Problem: For this exercise, transcribe the records below without changing a word.

Natural language region descriptions
#####

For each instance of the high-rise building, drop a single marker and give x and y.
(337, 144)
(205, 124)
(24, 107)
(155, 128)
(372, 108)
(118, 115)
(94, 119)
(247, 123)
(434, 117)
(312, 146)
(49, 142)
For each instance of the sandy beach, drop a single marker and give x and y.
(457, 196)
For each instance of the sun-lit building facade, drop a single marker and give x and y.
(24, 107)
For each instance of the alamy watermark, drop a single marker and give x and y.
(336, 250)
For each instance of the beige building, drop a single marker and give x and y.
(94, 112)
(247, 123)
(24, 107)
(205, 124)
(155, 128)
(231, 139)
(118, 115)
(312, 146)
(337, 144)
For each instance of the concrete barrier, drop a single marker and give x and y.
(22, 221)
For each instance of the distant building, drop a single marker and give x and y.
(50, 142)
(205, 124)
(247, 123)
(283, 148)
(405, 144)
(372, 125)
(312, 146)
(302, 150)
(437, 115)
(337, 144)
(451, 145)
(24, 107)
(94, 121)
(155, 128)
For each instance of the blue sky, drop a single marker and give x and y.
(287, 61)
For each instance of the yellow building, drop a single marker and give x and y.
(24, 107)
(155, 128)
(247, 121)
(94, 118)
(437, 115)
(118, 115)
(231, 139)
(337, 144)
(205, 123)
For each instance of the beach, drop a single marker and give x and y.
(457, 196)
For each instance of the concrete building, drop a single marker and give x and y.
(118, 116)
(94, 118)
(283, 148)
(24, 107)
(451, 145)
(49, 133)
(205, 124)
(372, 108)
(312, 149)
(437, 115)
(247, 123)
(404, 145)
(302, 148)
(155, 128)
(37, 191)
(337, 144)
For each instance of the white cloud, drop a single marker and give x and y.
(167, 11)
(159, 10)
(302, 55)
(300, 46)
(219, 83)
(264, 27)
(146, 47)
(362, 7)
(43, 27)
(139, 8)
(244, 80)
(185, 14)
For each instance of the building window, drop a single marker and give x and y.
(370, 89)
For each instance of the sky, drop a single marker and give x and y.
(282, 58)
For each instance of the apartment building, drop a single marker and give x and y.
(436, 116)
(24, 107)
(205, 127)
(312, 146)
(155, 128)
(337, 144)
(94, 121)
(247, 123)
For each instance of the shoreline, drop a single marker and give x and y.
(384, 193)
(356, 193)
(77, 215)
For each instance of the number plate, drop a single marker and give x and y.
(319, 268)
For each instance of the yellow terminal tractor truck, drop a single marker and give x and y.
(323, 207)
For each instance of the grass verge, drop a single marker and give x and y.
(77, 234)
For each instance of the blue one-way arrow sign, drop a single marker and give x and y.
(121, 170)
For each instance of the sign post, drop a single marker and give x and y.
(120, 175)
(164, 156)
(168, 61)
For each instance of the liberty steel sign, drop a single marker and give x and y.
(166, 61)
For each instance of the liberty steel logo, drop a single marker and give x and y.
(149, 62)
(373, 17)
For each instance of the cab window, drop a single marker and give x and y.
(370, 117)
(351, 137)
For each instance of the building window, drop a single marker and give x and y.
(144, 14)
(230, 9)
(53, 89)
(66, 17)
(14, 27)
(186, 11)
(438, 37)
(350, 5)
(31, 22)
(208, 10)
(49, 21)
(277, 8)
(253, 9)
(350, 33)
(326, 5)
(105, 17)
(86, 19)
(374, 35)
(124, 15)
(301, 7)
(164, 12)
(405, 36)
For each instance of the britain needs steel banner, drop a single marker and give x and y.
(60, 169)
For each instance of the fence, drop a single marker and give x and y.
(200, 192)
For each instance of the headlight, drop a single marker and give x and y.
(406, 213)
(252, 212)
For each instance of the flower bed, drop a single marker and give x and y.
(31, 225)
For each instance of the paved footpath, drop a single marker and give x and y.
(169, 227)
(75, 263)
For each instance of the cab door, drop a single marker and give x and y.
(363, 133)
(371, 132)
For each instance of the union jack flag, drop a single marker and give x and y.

#####

Solution for this task:
For each instance of the high-rise building, drop a single marker and give x and y.
(337, 144)
(205, 124)
(24, 107)
(155, 128)
(372, 108)
(118, 115)
(94, 119)
(247, 123)
(434, 117)
(312, 146)
(49, 142)
For each instance of the sandy beach, drop a single marker and give x and y.
(457, 196)
For each instance of the sun-lit building facade, drop a single marker and give x and y.
(24, 107)
For each instance of the alamy watermark, drop a single marker and give x and y.
(336, 250)
For each instance of the beige building, drop a single marker and give x and y.
(94, 112)
(247, 123)
(24, 107)
(205, 124)
(155, 128)
(231, 139)
(118, 115)
(312, 146)
(337, 144)
For each instance of the concrete barrier, drop a single marker and give x and y.
(22, 221)
For each instance of the distant building, drop a single marker and give x and y.
(50, 142)
(205, 124)
(247, 123)
(283, 148)
(405, 144)
(372, 125)
(312, 146)
(302, 150)
(437, 115)
(337, 144)
(451, 145)
(24, 107)
(94, 121)
(155, 128)
For each instance of the blue sky, drop a single marker and give x and y.
(287, 61)
For each instance of the yellow building, drop a single marker and give x and y.
(24, 107)
(155, 128)
(247, 121)
(94, 118)
(437, 115)
(118, 115)
(231, 139)
(337, 144)
(205, 123)
For each instance of the beach, drop a single marker and give x and y.
(457, 196)
For each instance of the concrete building, drop a single marker and give x and y.
(118, 116)
(94, 118)
(283, 148)
(24, 107)
(451, 145)
(49, 133)
(205, 124)
(372, 108)
(312, 149)
(437, 115)
(247, 123)
(404, 145)
(302, 148)
(155, 128)
(37, 191)
(337, 144)
For each instance of the white cloud, drop a single marker and give x and y.
(167, 11)
(159, 10)
(302, 55)
(300, 46)
(219, 83)
(264, 27)
(146, 47)
(362, 7)
(43, 27)
(139, 8)
(244, 80)
(185, 14)
For each instance of the building window, drop a single marker and give x and y.
(370, 89)
For each instance of the sky, drop a single marker and give x and y.
(282, 58)
For each instance of the apartment building, drop a single marker and give x and y.
(436, 116)
(24, 107)
(205, 127)
(312, 146)
(155, 128)
(337, 144)
(94, 121)
(247, 123)
For each instance of the shoreline, drop a single marker and give x and y.
(384, 193)
(356, 193)
(77, 215)
For each instance of the number plate, drop a single marker and give x and y.
(319, 268)
For each instance of the yellow terminal tractor truck, drop a single marker and give x and y.
(323, 207)
For each instance of the grass verge, drop a single marker and give x and y.
(77, 234)
For each instance of the blue one-way arrow sign, drop a single marker and give x and y.
(121, 170)
For each instance of the sign post, drop a single marker and give x and y.
(120, 175)
(164, 156)
(168, 61)
For each instance of the liberty steel sign, drop a single marker and give x and y.
(166, 61)
For each instance of the liberty steel logo, drop a single marker and give x and y.
(149, 62)
(373, 17)
For each instance of the cab window, drop a single marker and give x and y.
(370, 117)
(351, 137)
For each instance of the building window, drop a single marker and give x and y.
(144, 14)
(230, 9)
(53, 89)
(66, 17)
(14, 27)
(186, 11)
(438, 37)
(350, 5)
(31, 22)
(208, 10)
(49, 21)
(277, 8)
(253, 9)
(350, 33)
(326, 5)
(105, 17)
(86, 19)
(374, 35)
(124, 15)
(301, 7)
(164, 12)
(405, 36)
For each instance of the britain needs steel banner, drop a single marker and give x and y.
(60, 169)
For each instance of the fence, drop a single marker and give x and y.
(200, 192)
For each instance of the headlight, drop a single marker and give x and y.
(406, 213)
(252, 212)
For each instance of the flower bed, drop a single marker and give x and y.
(31, 225)
For each instance of the paved footpath, drop a single marker and give x and y.
(169, 227)
(75, 263)
For each instance of the cab door, drop a single marker and give x and y.
(363, 133)
(371, 132)
For each instance of the union jack flag, drop a single marker and give x and y.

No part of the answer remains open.